*Text passage*
────────────────────────────────────────
- Born: Priyanka 8 June 1990 (age 36) Dubai, United Arab Emirates
- Citizenship: India
- Occupations: Actress, model, dancer
- Years active: 2012–present

= Avanthika Mohan =

Indian actress

Priyanka, better known by her stage name Avantika Mohan is an Indian actress and model. She made her feature film debut with Yakshi – Faithfully Yours and later earned popularity through the TV series Athmasakhi.

==Early life==
Avanthika Mohan was born and brought up in Dubai to Malayalee parents from Calicut, Kerala. She returned to Kerala to pursue a modelling career and won the Miss Malabar 2011 title and also the subtitle Miss Perfect 2010. She is a dancer and had taken training for it. After winning the beauty pageant, she began to receive acting offers and decided to enter the film industry.
────────────────────────────────────────
*Data entries*

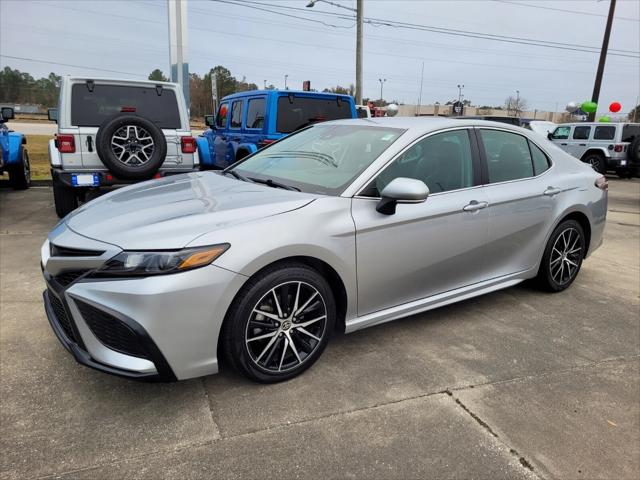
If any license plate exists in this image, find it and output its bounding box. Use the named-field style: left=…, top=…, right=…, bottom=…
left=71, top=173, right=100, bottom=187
────────────────────────────────────────
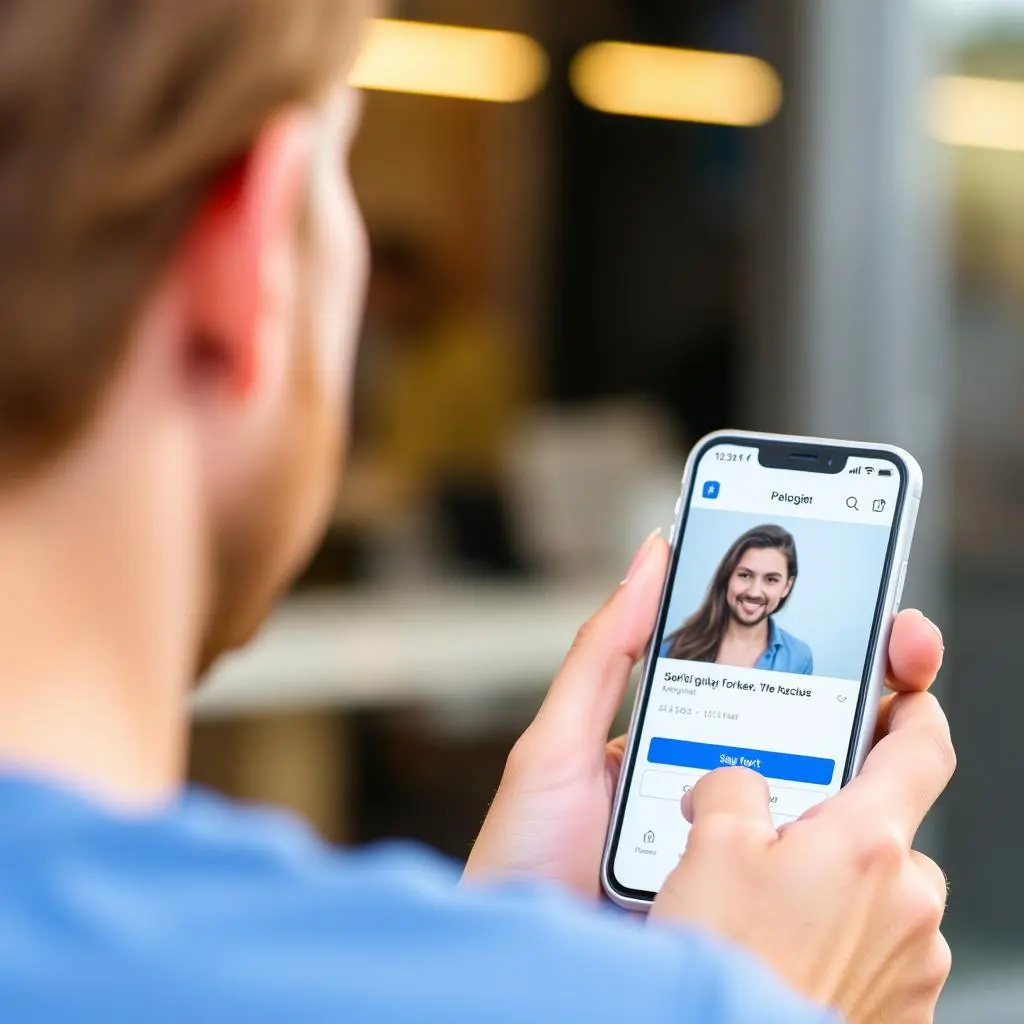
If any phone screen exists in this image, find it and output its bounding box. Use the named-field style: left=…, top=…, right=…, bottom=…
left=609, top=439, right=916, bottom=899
────────────────────────────────────────
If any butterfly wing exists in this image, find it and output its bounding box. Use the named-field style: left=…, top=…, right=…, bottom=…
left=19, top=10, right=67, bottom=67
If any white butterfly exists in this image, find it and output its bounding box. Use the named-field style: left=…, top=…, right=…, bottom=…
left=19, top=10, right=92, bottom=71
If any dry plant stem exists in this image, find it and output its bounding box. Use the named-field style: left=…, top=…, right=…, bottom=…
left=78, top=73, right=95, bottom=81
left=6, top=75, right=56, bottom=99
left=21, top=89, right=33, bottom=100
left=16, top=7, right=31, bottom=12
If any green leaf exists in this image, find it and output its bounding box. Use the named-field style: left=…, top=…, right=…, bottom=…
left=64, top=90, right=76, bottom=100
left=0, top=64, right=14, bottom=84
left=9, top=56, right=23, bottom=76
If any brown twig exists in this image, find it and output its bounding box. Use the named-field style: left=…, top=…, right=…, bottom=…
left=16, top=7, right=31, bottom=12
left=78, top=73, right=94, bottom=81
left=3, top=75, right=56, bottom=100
────────────────────────────────────────
*Short task A*
Please decide whether each statement agrees with the biography above: (i) She was raised in Dubai. (ii) She won the Miss Malabar title in 2010. (iii) Her feature film debut was Athmasakhi. Answer yes or no for each and quote the words of the biography that decide it.
*Short task B*
Answer these questions from the biography above:
(i) Which citizenship is listed for her?
(ii) Where are her parents from?
(iii) What subtitle did she win?
*Short task C*
Carry the biography above forward from its last sentence.

*Written response A*
(i) Yes: "born and brought up in Dubai"
(ii) No: "won the Miss Malabar 2011 title"
(iii) No: "She made her feature film debut with Yakshi – Faithfully Yours"

*Written response B*
(i) India
(ii) Calicut, Kerala
(iii) Miss Perfect 2010

*Written response C*
==Career==
She made her debut in the 2012 experimental film Yakshi – Faithfully Yours, directed by Abhiram Suresh Unnithan, featuring all newcomers in the lead roles. The film saw Avanthika playing the titular character of a "snake ghost" named Nagayakshi, a snake who turns into a woman after coming to the planet. In 2013, she was part of the Malayalam comedy flick Mr Bean- The Laugh Riot, after which she was seen in Neelakasham Pachakadal Chuvanna Bhoomi. She next played a lead role in crocodile love story. She made her Tamil film debut with the horror film Aalamaram (2014). Her next releases were Vundile Manchi Kalam Mundu Munduna, her first Telugu film, and debutant director Shyam Mohan's thriller 8:20 released and the movie went on well she got good appreciation for her performance from the Critics and the audiences. She had signed film Male Baruva Munna, an Oriya movie and a Hindi movie directed by Samagra Ganesh is based on a true story. She has also signed Rajavin Parvai Raniyin Pakkam, to be directed by Azhagu Raj.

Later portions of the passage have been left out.